• [Problem to solve]: Each line below has to be output exactly, from first to last.

────────────────

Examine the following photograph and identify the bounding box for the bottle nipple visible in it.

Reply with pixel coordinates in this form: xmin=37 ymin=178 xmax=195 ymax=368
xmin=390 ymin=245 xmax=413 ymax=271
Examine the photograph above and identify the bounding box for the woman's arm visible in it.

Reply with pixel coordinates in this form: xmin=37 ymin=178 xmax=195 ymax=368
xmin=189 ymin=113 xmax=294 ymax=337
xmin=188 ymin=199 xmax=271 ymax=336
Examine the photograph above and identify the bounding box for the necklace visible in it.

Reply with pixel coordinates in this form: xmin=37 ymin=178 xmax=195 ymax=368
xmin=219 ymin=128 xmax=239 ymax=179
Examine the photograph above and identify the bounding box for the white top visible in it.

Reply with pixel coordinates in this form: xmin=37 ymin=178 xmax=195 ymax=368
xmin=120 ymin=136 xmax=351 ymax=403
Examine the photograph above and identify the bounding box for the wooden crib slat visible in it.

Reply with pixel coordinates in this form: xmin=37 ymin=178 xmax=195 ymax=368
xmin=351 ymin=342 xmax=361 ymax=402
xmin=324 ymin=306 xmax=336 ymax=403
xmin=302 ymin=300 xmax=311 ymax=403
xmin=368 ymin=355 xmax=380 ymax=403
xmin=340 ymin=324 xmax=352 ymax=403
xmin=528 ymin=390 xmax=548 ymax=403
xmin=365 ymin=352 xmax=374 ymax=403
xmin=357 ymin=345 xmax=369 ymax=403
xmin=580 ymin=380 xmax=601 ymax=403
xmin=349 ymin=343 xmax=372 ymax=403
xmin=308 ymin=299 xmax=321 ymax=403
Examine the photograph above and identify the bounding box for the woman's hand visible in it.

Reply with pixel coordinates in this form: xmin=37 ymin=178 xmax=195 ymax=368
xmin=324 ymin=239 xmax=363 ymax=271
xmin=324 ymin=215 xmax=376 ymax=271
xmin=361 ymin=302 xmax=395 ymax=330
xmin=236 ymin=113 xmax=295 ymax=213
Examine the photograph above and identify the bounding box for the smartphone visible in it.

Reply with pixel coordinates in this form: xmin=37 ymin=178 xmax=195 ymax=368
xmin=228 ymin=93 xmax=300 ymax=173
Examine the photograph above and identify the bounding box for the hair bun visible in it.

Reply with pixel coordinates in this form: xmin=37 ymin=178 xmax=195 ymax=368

────────────────

• [Result of this task]:
Examine the following photograph and identify the bounding box for the bottle nipple visible in it.

Reply with pixel coordinates in this form: xmin=37 ymin=178 xmax=195 ymax=368
xmin=390 ymin=245 xmax=413 ymax=271
Examine the photograph above and identify the bounding box for the woman's arm visible in it.

Reply with pixel coordinates in this form: xmin=37 ymin=178 xmax=195 ymax=368
xmin=189 ymin=113 xmax=294 ymax=337
xmin=188 ymin=199 xmax=271 ymax=336
Examine the photograph above and identify the bounding box for the necklace visible in it.

Reply with pixel coordinates in this form: xmin=37 ymin=178 xmax=195 ymax=368
xmin=219 ymin=128 xmax=239 ymax=179
Examine the photograph above and identify the bounding box for the white top visible in it.

Reply with pixel coordinates in this form: xmin=37 ymin=178 xmax=195 ymax=368
xmin=120 ymin=136 xmax=351 ymax=403
Examine the photograph above and identify the bounding box for the wooden crib slat visible in it.

Reply with pixel coordinates in this form: xmin=37 ymin=178 xmax=195 ymax=368
xmin=351 ymin=342 xmax=361 ymax=402
xmin=324 ymin=306 xmax=336 ymax=403
xmin=302 ymin=300 xmax=311 ymax=403
xmin=368 ymin=355 xmax=380 ymax=403
xmin=340 ymin=324 xmax=352 ymax=403
xmin=528 ymin=390 xmax=548 ymax=403
xmin=365 ymin=352 xmax=374 ymax=403
xmin=357 ymin=345 xmax=369 ymax=403
xmin=580 ymin=380 xmax=601 ymax=403
xmin=349 ymin=343 xmax=372 ymax=403
xmin=308 ymin=299 xmax=321 ymax=403
Examine the photograph above and identify the bounding box for the woman's hand visible in it.

Reply with pixel coordinates in this form: xmin=37 ymin=178 xmax=195 ymax=368
xmin=324 ymin=239 xmax=363 ymax=271
xmin=324 ymin=215 xmax=376 ymax=271
xmin=361 ymin=302 xmax=395 ymax=330
xmin=236 ymin=113 xmax=295 ymax=213
Examine the photograph above and identify the bounding box for the smartphone visible in it.

Reply with pixel coordinates in this form: xmin=37 ymin=178 xmax=195 ymax=368
xmin=228 ymin=93 xmax=300 ymax=173
Examine the photograph above and identify the bounding box for the hair bun visible in it.

Reply with pixel coordinates in this form: xmin=37 ymin=178 xmax=195 ymax=368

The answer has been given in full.